_Your task_. Pick out each line in the items below that contains the word "fern" and copy those lines out in full.

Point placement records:
....

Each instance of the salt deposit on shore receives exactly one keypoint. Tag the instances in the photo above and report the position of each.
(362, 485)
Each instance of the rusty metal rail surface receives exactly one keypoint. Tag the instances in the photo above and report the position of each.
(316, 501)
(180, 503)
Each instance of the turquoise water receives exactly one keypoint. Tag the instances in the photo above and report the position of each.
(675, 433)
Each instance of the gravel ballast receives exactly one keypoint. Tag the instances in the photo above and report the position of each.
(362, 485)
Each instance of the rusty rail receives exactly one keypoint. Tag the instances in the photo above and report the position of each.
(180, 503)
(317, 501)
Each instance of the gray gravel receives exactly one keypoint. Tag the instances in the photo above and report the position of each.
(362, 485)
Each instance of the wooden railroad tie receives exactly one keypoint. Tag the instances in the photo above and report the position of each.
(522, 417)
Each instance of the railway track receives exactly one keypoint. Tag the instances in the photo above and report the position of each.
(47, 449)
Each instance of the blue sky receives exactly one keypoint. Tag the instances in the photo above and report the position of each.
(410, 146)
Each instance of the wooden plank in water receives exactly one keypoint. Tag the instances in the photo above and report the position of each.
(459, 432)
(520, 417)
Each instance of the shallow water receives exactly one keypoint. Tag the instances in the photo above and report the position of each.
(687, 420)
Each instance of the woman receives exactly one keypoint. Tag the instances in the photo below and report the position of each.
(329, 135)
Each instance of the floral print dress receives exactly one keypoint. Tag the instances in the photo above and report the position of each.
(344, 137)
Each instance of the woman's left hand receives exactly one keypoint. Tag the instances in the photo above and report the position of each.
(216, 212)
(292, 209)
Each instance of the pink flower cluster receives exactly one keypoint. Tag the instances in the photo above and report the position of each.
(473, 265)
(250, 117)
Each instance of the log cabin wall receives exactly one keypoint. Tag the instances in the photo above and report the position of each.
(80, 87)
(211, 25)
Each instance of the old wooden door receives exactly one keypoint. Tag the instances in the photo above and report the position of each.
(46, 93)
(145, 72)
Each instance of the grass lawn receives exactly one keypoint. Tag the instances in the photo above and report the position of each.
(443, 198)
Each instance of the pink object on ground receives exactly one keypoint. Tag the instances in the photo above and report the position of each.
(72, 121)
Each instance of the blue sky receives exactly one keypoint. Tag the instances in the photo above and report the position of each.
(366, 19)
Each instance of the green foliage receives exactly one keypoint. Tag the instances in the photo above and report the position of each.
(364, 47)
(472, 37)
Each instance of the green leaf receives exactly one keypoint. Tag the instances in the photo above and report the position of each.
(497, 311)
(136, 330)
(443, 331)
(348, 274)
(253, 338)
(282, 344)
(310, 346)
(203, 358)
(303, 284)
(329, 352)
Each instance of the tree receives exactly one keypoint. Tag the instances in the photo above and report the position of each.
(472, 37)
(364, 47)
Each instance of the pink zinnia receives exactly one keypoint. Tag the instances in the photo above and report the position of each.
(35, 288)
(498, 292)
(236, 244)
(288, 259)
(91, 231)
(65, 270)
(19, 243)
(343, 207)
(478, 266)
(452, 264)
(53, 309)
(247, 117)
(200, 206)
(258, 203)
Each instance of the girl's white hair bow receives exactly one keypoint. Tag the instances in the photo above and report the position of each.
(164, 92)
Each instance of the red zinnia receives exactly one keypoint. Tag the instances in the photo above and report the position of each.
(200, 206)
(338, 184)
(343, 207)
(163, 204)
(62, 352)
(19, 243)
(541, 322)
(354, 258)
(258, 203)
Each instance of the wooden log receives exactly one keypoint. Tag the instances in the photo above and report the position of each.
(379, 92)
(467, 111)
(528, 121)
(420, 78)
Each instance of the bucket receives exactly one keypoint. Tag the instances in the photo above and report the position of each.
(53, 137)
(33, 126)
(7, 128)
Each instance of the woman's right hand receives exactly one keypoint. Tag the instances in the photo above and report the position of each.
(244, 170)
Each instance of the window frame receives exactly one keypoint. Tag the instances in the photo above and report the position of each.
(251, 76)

....

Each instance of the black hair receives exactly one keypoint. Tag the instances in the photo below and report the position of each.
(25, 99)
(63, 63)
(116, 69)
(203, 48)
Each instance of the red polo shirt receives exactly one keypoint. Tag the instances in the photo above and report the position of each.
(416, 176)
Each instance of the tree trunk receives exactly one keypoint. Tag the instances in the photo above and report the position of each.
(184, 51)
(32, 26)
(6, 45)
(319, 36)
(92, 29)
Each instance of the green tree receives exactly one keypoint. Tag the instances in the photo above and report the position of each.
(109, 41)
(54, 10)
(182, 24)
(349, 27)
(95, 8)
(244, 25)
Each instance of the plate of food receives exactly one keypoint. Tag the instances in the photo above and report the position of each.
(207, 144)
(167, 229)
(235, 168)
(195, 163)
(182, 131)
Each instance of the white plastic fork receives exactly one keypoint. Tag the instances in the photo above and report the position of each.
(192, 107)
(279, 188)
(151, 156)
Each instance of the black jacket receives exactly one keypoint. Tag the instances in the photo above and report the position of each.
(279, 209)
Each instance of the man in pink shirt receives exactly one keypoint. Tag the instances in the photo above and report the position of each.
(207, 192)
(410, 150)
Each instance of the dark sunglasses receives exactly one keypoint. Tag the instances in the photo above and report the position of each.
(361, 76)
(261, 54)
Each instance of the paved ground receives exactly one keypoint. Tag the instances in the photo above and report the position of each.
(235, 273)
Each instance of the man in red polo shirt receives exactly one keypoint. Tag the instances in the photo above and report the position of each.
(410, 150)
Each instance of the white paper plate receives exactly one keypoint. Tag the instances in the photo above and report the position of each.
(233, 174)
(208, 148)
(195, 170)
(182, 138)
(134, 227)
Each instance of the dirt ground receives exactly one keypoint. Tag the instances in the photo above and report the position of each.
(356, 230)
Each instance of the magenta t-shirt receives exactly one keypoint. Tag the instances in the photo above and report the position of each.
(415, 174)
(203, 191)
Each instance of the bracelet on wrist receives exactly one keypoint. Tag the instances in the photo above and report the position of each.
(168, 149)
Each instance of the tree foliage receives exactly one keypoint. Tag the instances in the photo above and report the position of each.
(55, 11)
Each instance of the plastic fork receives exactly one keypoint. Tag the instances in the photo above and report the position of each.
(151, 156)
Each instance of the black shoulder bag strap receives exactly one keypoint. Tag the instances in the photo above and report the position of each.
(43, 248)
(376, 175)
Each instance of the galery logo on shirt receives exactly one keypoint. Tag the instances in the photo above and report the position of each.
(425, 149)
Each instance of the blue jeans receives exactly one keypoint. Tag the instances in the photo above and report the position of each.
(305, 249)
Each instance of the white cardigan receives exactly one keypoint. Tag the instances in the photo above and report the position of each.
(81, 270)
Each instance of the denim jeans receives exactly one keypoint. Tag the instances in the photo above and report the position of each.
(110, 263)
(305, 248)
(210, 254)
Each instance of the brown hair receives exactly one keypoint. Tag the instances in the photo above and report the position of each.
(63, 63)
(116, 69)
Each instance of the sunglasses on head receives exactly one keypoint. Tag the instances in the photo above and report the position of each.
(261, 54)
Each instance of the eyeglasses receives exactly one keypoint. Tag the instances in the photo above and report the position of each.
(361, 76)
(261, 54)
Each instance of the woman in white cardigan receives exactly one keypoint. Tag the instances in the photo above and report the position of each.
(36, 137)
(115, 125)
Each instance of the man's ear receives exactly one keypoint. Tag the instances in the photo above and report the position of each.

....

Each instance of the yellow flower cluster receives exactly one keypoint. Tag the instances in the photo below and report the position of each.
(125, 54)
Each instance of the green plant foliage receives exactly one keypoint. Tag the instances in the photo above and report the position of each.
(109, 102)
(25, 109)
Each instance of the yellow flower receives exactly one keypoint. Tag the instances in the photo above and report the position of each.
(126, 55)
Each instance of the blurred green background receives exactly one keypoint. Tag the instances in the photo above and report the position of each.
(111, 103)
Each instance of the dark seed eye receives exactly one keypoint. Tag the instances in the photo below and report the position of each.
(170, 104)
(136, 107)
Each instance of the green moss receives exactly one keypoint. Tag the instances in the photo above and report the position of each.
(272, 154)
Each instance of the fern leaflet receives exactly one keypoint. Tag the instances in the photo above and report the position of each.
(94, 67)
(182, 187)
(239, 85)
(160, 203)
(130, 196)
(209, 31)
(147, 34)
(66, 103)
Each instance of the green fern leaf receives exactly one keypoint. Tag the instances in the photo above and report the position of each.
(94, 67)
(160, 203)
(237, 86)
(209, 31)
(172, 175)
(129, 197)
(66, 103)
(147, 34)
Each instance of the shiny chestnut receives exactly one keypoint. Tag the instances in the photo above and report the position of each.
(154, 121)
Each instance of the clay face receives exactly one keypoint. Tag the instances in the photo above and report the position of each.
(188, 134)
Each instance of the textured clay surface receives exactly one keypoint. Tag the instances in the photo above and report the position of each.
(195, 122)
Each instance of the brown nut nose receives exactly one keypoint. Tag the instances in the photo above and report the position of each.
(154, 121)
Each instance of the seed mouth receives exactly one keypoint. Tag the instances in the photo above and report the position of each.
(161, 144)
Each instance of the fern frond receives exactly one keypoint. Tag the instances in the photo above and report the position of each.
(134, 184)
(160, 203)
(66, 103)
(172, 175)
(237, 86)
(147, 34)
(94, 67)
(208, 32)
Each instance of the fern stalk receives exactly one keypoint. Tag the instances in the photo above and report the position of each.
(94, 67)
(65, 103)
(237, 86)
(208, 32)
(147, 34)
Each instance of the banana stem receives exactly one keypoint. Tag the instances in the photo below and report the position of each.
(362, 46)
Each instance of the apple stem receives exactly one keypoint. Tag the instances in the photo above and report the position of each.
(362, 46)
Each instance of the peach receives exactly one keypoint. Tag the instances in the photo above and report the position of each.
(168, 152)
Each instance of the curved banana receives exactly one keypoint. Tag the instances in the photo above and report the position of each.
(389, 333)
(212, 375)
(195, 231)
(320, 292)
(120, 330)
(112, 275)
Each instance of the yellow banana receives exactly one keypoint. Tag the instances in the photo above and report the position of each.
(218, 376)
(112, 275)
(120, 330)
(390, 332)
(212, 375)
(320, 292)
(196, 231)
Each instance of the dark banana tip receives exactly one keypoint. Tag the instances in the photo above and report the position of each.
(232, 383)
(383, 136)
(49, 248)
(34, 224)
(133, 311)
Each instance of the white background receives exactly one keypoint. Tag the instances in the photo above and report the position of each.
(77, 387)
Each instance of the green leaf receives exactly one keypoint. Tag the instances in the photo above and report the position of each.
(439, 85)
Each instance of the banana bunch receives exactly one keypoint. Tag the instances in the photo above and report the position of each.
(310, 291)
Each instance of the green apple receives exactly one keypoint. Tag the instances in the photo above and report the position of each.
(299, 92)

....

_Exercise response_.
Each instance of the fern leaflet receives exactly one keypoint. Tag the instances in the photo above and report the position of each.
Each instance of the green fern leaf receives exactly one keypoint. Tag the instances in the photo above and report the position of each.
Each instance of the fern frond receives exactly one keypoint. Tag the instances in the photo above and report the position of each.
Each instance of the fern stalk receives exactly one keypoint. Tag the instances in the photo above and report the position of each.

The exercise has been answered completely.